Given problem
Reproduce the lines below verbatim, beginning with the first line and continuing through the line that contains "xmin=0 ymin=169 xmax=255 ymax=223". Omit the pictures from your answer.

Dataset records:
▼▼▼

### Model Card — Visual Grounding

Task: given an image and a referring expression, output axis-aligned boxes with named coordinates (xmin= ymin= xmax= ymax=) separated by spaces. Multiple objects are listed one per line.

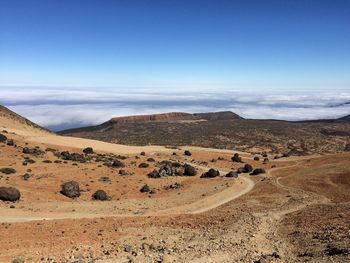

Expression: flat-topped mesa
xmin=110 ymin=112 xmax=194 ymax=124
xmin=109 ymin=111 xmax=242 ymax=124
xmin=0 ymin=105 xmax=51 ymax=134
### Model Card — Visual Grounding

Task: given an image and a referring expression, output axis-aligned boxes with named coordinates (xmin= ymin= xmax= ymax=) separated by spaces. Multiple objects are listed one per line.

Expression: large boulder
xmin=22 ymin=147 xmax=45 ymax=156
xmin=184 ymin=150 xmax=192 ymax=156
xmin=83 ymin=147 xmax=94 ymax=154
xmin=201 ymin=168 xmax=220 ymax=178
xmin=183 ymin=163 xmax=197 ymax=176
xmin=0 ymin=187 xmax=21 ymax=202
xmin=159 ymin=162 xmax=177 ymax=177
xmin=225 ymin=171 xmax=238 ymax=178
xmin=0 ymin=133 xmax=7 ymax=142
xmin=56 ymin=151 xmax=89 ymax=163
xmin=112 ymin=160 xmax=125 ymax=168
xmin=92 ymin=190 xmax=111 ymax=201
xmin=61 ymin=181 xmax=80 ymax=198
xmin=147 ymin=170 xmax=160 ymax=179
xmin=250 ymin=168 xmax=265 ymax=175
xmin=237 ymin=164 xmax=253 ymax=173
xmin=231 ymin=153 xmax=242 ymax=163
xmin=140 ymin=184 xmax=151 ymax=193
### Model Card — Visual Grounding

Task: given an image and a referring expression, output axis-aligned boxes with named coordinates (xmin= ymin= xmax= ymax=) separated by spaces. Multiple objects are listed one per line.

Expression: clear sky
xmin=0 ymin=0 xmax=350 ymax=89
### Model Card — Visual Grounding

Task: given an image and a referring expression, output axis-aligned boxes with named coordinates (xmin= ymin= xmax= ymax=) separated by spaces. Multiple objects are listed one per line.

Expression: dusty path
xmin=0 ymin=169 xmax=255 ymax=223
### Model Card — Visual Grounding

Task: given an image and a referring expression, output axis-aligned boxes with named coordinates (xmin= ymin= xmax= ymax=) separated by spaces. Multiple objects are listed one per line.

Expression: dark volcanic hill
xmin=0 ymin=105 xmax=50 ymax=133
xmin=60 ymin=111 xmax=350 ymax=155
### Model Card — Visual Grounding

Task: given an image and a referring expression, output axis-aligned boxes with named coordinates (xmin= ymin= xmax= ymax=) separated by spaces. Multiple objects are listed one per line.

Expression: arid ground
xmin=0 ymin=106 xmax=350 ymax=263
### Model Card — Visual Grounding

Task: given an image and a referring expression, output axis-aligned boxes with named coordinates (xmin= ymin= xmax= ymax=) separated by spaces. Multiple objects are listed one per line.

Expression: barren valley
xmin=0 ymin=108 xmax=350 ymax=263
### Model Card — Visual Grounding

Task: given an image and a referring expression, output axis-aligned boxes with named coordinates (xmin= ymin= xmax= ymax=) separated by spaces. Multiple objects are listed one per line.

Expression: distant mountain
xmin=0 ymin=105 xmax=51 ymax=134
xmin=59 ymin=111 xmax=350 ymax=155
xmin=108 ymin=111 xmax=242 ymax=124
xmin=338 ymin=115 xmax=350 ymax=121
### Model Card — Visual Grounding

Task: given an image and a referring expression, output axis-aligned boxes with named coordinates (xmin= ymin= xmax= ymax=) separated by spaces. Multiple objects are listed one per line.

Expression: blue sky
xmin=0 ymin=0 xmax=350 ymax=90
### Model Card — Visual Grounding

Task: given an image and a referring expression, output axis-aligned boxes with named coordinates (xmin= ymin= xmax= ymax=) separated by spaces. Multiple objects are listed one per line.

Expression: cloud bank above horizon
xmin=0 ymin=87 xmax=350 ymax=130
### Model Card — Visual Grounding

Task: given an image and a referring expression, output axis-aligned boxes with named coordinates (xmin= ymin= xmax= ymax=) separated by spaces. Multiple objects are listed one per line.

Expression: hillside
xmin=59 ymin=112 xmax=350 ymax=155
xmin=0 ymin=105 xmax=51 ymax=135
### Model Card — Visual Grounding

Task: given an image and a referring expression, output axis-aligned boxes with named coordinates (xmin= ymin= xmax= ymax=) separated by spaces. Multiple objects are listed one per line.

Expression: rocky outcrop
xmin=61 ymin=181 xmax=80 ymax=198
xmin=0 ymin=187 xmax=21 ymax=202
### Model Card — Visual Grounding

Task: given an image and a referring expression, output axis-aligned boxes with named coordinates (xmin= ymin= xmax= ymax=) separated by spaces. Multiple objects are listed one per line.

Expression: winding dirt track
xmin=0 ymin=171 xmax=255 ymax=223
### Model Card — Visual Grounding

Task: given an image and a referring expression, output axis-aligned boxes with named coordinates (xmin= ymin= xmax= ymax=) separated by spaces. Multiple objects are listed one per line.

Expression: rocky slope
xmin=60 ymin=112 xmax=350 ymax=155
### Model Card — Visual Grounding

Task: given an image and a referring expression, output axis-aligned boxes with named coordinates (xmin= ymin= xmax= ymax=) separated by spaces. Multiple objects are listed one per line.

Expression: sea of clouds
xmin=0 ymin=87 xmax=350 ymax=130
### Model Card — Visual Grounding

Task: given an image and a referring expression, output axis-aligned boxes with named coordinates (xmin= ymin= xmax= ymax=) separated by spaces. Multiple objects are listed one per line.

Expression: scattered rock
xmin=56 ymin=151 xmax=89 ymax=163
xmin=231 ymin=153 xmax=242 ymax=163
xmin=225 ymin=171 xmax=238 ymax=178
xmin=200 ymin=168 xmax=220 ymax=178
xmin=22 ymin=147 xmax=45 ymax=156
xmin=92 ymin=190 xmax=111 ymax=201
xmin=22 ymin=173 xmax=31 ymax=181
xmin=184 ymin=150 xmax=192 ymax=156
xmin=325 ymin=244 xmax=350 ymax=256
xmin=0 ymin=133 xmax=7 ymax=143
xmin=112 ymin=160 xmax=125 ymax=168
xmin=164 ymin=183 xmax=182 ymax=190
xmin=237 ymin=164 xmax=253 ymax=173
xmin=183 ymin=163 xmax=197 ymax=176
xmin=147 ymin=170 xmax=160 ymax=179
xmin=139 ymin=163 xmax=149 ymax=168
xmin=0 ymin=167 xmax=16 ymax=174
xmin=140 ymin=184 xmax=151 ymax=193
xmin=119 ymin=169 xmax=126 ymax=176
xmin=61 ymin=181 xmax=80 ymax=198
xmin=83 ymin=147 xmax=94 ymax=154
xmin=7 ymin=139 xmax=15 ymax=146
xmin=0 ymin=187 xmax=21 ymax=202
xmin=250 ymin=168 xmax=265 ymax=175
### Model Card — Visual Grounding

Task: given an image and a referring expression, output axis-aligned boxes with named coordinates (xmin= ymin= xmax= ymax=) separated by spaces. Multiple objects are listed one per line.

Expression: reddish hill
xmin=109 ymin=111 xmax=242 ymax=124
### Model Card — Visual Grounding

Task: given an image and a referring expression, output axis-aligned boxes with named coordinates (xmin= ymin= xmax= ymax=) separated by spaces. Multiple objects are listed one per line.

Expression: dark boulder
xmin=0 ymin=187 xmax=21 ymax=202
xmin=231 ymin=153 xmax=242 ymax=163
xmin=183 ymin=164 xmax=197 ymax=176
xmin=184 ymin=150 xmax=192 ymax=156
xmin=56 ymin=151 xmax=89 ymax=163
xmin=0 ymin=133 xmax=7 ymax=142
xmin=112 ymin=160 xmax=125 ymax=168
xmin=237 ymin=164 xmax=253 ymax=173
xmin=159 ymin=162 xmax=177 ymax=177
xmin=244 ymin=164 xmax=253 ymax=173
xmin=147 ymin=170 xmax=160 ymax=179
xmin=140 ymin=184 xmax=151 ymax=193
xmin=22 ymin=147 xmax=45 ymax=155
xmin=92 ymin=190 xmax=110 ymax=201
xmin=201 ymin=168 xmax=220 ymax=178
xmin=119 ymin=169 xmax=126 ymax=176
xmin=61 ymin=181 xmax=80 ymax=198
xmin=250 ymin=168 xmax=265 ymax=175
xmin=7 ymin=139 xmax=15 ymax=146
xmin=83 ymin=147 xmax=94 ymax=154
xmin=225 ymin=171 xmax=238 ymax=178
xmin=0 ymin=168 xmax=17 ymax=174
xmin=139 ymin=163 xmax=149 ymax=168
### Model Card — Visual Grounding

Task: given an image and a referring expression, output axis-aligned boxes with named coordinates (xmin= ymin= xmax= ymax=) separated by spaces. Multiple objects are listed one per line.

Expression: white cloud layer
xmin=0 ymin=87 xmax=350 ymax=130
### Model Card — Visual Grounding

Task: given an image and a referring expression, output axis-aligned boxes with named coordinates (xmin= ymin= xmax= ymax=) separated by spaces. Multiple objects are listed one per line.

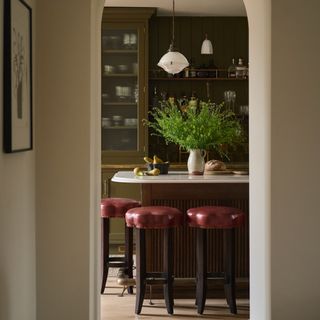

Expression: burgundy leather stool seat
xmin=100 ymin=198 xmax=140 ymax=294
xmin=126 ymin=206 xmax=183 ymax=314
xmin=187 ymin=206 xmax=245 ymax=314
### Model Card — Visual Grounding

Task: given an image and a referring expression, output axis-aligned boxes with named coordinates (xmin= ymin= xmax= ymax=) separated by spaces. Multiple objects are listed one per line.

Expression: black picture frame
xmin=3 ymin=0 xmax=33 ymax=153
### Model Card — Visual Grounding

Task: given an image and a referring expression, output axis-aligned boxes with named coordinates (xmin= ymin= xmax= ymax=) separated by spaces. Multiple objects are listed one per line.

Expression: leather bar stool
xmin=187 ymin=206 xmax=245 ymax=314
xmin=100 ymin=198 xmax=140 ymax=294
xmin=126 ymin=206 xmax=183 ymax=314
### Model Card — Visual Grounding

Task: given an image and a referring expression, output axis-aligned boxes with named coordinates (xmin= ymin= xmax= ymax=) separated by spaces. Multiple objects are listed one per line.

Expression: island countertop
xmin=111 ymin=171 xmax=249 ymax=184
xmin=112 ymin=170 xmax=249 ymax=298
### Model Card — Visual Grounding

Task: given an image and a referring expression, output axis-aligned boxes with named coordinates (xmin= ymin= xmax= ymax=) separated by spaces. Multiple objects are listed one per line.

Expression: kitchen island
xmin=112 ymin=171 xmax=249 ymax=297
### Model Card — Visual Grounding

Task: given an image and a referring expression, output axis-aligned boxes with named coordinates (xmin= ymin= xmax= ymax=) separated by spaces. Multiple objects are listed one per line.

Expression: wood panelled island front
xmin=112 ymin=171 xmax=249 ymax=297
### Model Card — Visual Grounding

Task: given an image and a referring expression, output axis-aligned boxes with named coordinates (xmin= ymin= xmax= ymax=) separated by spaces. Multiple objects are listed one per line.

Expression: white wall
xmin=245 ymin=0 xmax=320 ymax=320
xmin=271 ymin=0 xmax=320 ymax=320
xmin=0 ymin=0 xmax=36 ymax=320
xmin=36 ymin=0 xmax=102 ymax=320
xmin=244 ymin=0 xmax=272 ymax=320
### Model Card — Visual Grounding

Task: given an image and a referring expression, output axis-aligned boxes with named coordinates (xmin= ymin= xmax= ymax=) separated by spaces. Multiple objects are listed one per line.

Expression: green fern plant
xmin=144 ymin=101 xmax=243 ymax=158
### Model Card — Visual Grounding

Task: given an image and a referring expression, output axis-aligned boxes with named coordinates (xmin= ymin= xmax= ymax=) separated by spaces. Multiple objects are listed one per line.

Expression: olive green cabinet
xmin=101 ymin=7 xmax=154 ymax=163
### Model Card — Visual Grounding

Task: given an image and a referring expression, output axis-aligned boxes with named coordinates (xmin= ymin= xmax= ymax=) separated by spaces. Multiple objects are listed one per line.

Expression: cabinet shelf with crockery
xmin=102 ymin=49 xmax=138 ymax=54
xmin=101 ymin=7 xmax=155 ymax=164
xmin=149 ymin=68 xmax=248 ymax=81
xmin=102 ymin=101 xmax=137 ymax=107
xmin=103 ymin=73 xmax=137 ymax=78
xmin=102 ymin=126 xmax=137 ymax=130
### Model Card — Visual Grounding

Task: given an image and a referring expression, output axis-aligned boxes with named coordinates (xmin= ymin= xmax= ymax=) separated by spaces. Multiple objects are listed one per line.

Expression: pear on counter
xmin=153 ymin=155 xmax=163 ymax=164
xmin=143 ymin=157 xmax=153 ymax=164
xmin=133 ymin=167 xmax=144 ymax=176
xmin=146 ymin=168 xmax=160 ymax=176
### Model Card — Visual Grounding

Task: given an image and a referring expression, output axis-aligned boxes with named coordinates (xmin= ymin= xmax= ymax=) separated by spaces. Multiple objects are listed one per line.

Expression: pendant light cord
xmin=172 ymin=0 xmax=174 ymax=46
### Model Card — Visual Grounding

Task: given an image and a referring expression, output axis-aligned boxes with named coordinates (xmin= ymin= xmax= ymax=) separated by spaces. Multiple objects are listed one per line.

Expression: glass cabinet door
xmin=101 ymin=27 xmax=141 ymax=152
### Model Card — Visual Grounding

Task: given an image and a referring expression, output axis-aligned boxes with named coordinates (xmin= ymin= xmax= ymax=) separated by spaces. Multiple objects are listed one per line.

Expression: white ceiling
xmin=105 ymin=0 xmax=247 ymax=16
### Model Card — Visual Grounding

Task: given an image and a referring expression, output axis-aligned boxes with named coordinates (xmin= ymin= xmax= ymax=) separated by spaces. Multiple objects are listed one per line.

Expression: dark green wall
xmin=149 ymin=17 xmax=249 ymax=162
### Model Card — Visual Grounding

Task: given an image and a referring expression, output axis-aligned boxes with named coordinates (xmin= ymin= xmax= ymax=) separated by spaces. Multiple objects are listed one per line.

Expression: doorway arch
xmin=90 ymin=0 xmax=271 ymax=320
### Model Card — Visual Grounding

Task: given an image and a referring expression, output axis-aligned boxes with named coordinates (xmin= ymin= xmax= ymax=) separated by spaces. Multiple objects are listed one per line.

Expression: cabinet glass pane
xmin=101 ymin=28 xmax=139 ymax=151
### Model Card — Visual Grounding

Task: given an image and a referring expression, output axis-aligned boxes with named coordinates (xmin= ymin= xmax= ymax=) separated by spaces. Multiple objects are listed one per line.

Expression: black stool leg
xmin=163 ymin=228 xmax=174 ymax=314
xmin=196 ymin=228 xmax=207 ymax=314
xmin=223 ymin=228 xmax=237 ymax=314
xmin=124 ymin=222 xmax=133 ymax=294
xmin=135 ymin=229 xmax=146 ymax=314
xmin=100 ymin=218 xmax=110 ymax=294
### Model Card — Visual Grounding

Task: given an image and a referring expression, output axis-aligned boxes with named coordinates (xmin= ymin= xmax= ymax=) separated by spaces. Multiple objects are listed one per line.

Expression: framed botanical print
xmin=3 ymin=0 xmax=33 ymax=153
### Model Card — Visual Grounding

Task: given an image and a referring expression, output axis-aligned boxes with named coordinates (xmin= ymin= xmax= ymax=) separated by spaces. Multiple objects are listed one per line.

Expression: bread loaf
xmin=204 ymin=160 xmax=227 ymax=171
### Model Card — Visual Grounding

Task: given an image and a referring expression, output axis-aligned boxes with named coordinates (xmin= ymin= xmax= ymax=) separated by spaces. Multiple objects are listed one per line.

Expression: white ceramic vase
xmin=187 ymin=149 xmax=206 ymax=175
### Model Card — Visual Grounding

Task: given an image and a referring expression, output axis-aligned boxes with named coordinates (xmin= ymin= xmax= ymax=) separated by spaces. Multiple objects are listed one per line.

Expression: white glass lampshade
xmin=201 ymin=36 xmax=213 ymax=54
xmin=158 ymin=51 xmax=189 ymax=74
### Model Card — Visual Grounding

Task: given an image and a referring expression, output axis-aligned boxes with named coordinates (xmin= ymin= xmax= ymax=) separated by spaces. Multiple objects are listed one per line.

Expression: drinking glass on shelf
xmin=224 ymin=90 xmax=236 ymax=112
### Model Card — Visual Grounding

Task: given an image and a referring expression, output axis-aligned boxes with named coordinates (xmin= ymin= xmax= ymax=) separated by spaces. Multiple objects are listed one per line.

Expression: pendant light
xmin=201 ymin=34 xmax=213 ymax=54
xmin=158 ymin=0 xmax=189 ymax=74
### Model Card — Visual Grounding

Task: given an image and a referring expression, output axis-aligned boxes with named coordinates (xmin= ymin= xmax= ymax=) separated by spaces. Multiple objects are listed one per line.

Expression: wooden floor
xmin=101 ymin=277 xmax=249 ymax=320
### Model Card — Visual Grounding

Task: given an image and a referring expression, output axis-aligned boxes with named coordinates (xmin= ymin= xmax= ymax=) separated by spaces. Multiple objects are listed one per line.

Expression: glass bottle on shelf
xmin=236 ymin=58 xmax=247 ymax=79
xmin=151 ymin=86 xmax=159 ymax=108
xmin=228 ymin=58 xmax=236 ymax=78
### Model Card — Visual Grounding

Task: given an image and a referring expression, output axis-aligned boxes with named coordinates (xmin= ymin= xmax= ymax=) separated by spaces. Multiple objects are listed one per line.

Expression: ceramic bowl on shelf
xmin=147 ymin=161 xmax=170 ymax=174
xmin=124 ymin=118 xmax=137 ymax=127
xmin=117 ymin=64 xmax=129 ymax=73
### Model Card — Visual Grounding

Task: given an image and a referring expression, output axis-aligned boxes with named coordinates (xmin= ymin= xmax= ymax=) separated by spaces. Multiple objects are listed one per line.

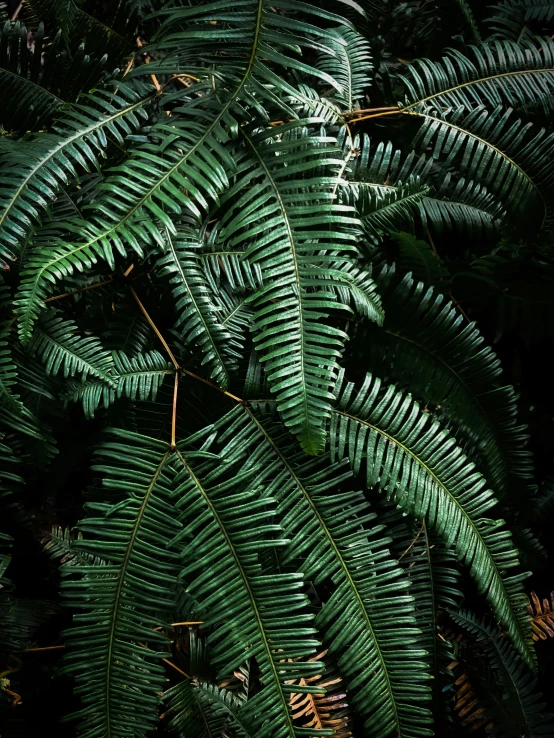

▲▲▲

Finished task
### Model Card — Visual Grounding

Task: given an image and a referring expression, output axis-aligned boxes with named coordinates (xmin= ymin= xmax= ymax=) separated by spaces. Multiple objects are listed one per line.


Expression: flat-topped mesa
xmin=110 ymin=112 xmax=194 ymax=124
xmin=109 ymin=111 xmax=242 ymax=124
xmin=0 ymin=105 xmax=51 ymax=134
### Model Card — Visual Grounding

Task: given an image and a referring expression, output axis-aligned boxes with named coordinates (xmin= ymin= xmax= ymax=) separated by spaces. Multiple objects are listed one per line.

Expression: large boulder
xmin=22 ymin=147 xmax=45 ymax=156
xmin=184 ymin=150 xmax=192 ymax=156
xmin=83 ymin=147 xmax=94 ymax=154
xmin=201 ymin=168 xmax=220 ymax=178
xmin=183 ymin=163 xmax=197 ymax=176
xmin=0 ymin=187 xmax=21 ymax=202
xmin=159 ymin=162 xmax=177 ymax=177
xmin=225 ymin=171 xmax=238 ymax=178
xmin=0 ymin=133 xmax=7 ymax=142
xmin=56 ymin=151 xmax=89 ymax=163
xmin=112 ymin=160 xmax=125 ymax=168
xmin=92 ymin=190 xmax=111 ymax=201
xmin=61 ymin=181 xmax=80 ymax=198
xmin=147 ymin=170 xmax=160 ymax=179
xmin=250 ymin=168 xmax=265 ymax=175
xmin=237 ymin=164 xmax=253 ymax=173
xmin=231 ymin=153 xmax=242 ymax=163
xmin=140 ymin=184 xmax=151 ymax=193
### Model Card — Visual Grounding

Task: given an image and a referring expression, output axis-aligned boxes with named coordinates (xmin= ymin= xmax= ymax=) separated by spaces. Multiple objects are listed one per line.

Expression: clear sky
xmin=0 ymin=0 xmax=350 ymax=89
### Model Card — Visual Grounding

Task: given an image and a referring expression, output axis-aligned boxes with named coordinates (xmin= ymin= xmax= ymax=) separated by spaces. Multiple objects are listed one per line.

Expression: dusty path
xmin=0 ymin=169 xmax=255 ymax=223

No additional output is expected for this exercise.